▶ _Brief 1_:
According to the post on FINRA mandatory arbitration, how many cases came before FINRA's arbitrators from January through November 2011?
▶ _Brief 2_:
Update the post on FINRA mandatory arbitration from "Filed in: Stockbroker" up to and including "few narrow circumstances.", rewriting that part with "columnist" changed to "writer".
▶ _Brief 3_:
Take the post on FINRA mandatory arbitration further, picking up after its final sentence.

▶ _Text passage_:
Have you been damaged as the result of investment fraud? Representation accepted on a contingent fee basis.  » View Our New Client Questionnaire « 
Arbitration Securities
and Investment Fraud Lawyers
Guiliano Law Firm Securities Arbitration blog
Home > Securities Arbitration Blog > Is FINRA Mandatory Arbitration Policy a Violation of Your Legal Rights

Is FINRA Mandatory Arbitration Policy a Violation of Your Legal Rights?

Filed in: Stockbroker ArbitrationUnfair Securities PracticesFINRA Securities Arbitration
Posted: January 18, 2012 @ 12:26 pm - Nicholas Guiliano
    According to a Jan. 17 piece by former investment banker William D. Cohan, the mandatory arbitration provision buried deep within the documents one must sign to open a brokerage account or get hired by a brokerage firm is a wholesale abdication of legal rights.

Cohan, the author of “Money and Power: How Goldman Sachs Came to Rule the World,” is also a Bloomberg View columnist whose piece was reprinted by Investment News. He suspects that the millions of people who interact with the financial industry every day -- either as customers of stockbrokers or as employees of brokerage firms – have no idea that should a dispute arise, they will never see the inside of courtroom save in a few narrow circumstances.

The buried arbitration provision that had Cohan seeing red is a nonnegotiable agreement to submit all claims to a mediation or arbitration process overseen and administered by the Financial Industry Regulatory Authority, or FINRA, the powerful self-regulatory organization that overseas broker dealers and their registered representatives.

Cohan explained that when a dispute arises, for example, over an irresponsible broker who sinks his customers’ money in a unsuitable synthetic collateralized debt obligation that then goes belly up, the customers cannot take the broker or the firm to court. This is because they have already agreed through the arbitration provision of their account contracts not to pursue any future monetary claim against Wall Street firms in the U.S. court system.

Once disputes are funneled into this arbitration process, according to Cohan the chance for meaningful monetary recovery goes way down. He noted that from January through November 2011, a total of 4,359 cases came before FINRA’s arbitrators. Of the 629 cases among them that involved broker malfeasance, FINRA reported that about 44 percent resulted in “monetary or non-monetary recovery for the investor.”

Non-monetary recovery is often a suspension or band from association with any FINRA member, and while 44 percent may seem normal, there is no indication as to how many arbitrations actually resulted in payment of money damages.

▶ _Data provided_:

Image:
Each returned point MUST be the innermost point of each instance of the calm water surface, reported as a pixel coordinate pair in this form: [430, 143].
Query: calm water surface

▶ _Task response 1_:
4,359

▶ _Task response 2_:
Filed in: Stockbroker ArbitrationUnfair Securities PracticesFINRA Securities Arbitration
Posted: January 18, 2012 @ 12:26 pm - Nicholas Guiliano
    According to a Jan. 17 piece by former investment banker William D. Cohan, the mandatory arbitration provision buried deep within the documents one must sign to open a brokerage account or get hired by a brokerage firm is a wholesale abdication of legal rights.

Cohan, the author of “Money and Power: How Goldman Sachs Came to Rule the World,” is also a Bloomberg View writer whose piece was reprinted by Investment News. He suspects that the millions of people who interact with the financial industry every day -- either as customers of stockbrokers or as employees of brokerage firms – have no idea that should a dispute arise, they will never see the inside of courtroom save in a few narrow circumstances.

▶ _Task response 3_:
Moreover, when money is recovered, FINRA arbitrators are stingy with the amount. Cohan quoted Jeffrey Liddle, a New York lawyer who represents plaintiffs who have claims against Wall Street firms. Liddle said when employees arbitrate a claim against their Wall Street employers they are typically awarded only about 13 percent of the damages sought. The majority of cases, Liddle said, end in no recovery for the plaintiff at all.

Because FINRA oversees some 4,460 brokerage firms and 630,000 registered representatives, if you are investing or you work in the industry, the odds are overwhelming that you’ve agreed to arbitrate.

The requirement affects millions of people. Cohan called it perhaps the largest abdication of legal rights in the United States today, and he thinks that efforts should be made to remedy the injustice.

Cohan explained how arbitration works. Once an aggrieved party has filed a complaint with FINRA, a three-member panel is generally convened somewhere among a group of selected cities to hear the facts and circumstances of the dispute.

While many tout arbitration for being speedy compared to litigation, Cohan pointed out that, unlike a trial, the arbitration hearing is not continuous. The on-again, off-again process can take longer than a year to finish.

The arbitrators are often retired Wall Street brokers, although anyone can become an arbitrator with FINRA approval, Cohan said. Arbitrators are paid, and the tab can run into thousands of dollars per case, although Cohan takes care to say he does not think the fees are unreasonable.

This process is designed to be impartial, but courtroom rules on evidence and procedure are not allowed. In addition, the arbitrators’ judgment is final and binding, except in certain rare circumstances when a party can seek to have an arbitration panel’s decision vacated. Usually such circumstances involve some kind of wrongdoing on the part of one or more arbitrators.

Cohan quotes the FINRA website, which says: “Arbitration of disputes with broker/dealers has long been used as an alternative to the courts because it is devised as a prompt and inexpensive means of resolving complicated issues. … Most importantly, perhaps, is the fact that an arbitration award is final and binding, subject to review by a court only on a very limited basis. Parties should recognize, too, that in choosing arbitration as a means of resolving a dispute, they generally give up their right to pursue the matter through the courts.”

The problem, according to Cohan, is that most of FINRA’s almost $1 billion in annual revenue comes from fees paid by its members related to regulatory, contract and dispute-resolution matters.

“FINRA exists for the benefit of Wall Street and to advance Wall Street's complex agenda, one component of which is disposing of nasty financial claims against it as painlessly as possible,” Cohan said.

Cohan ends his piece with an acknowledgement that few Americans are going to fret over the abridged rights of Wall Street bankers and traders. Nonetheless, he maintains that it is not serving justice to force the millions of people who work at banks and brokerage firms or who do business with them into a “kangaroo arbitration system overseen by Wall Street itself.”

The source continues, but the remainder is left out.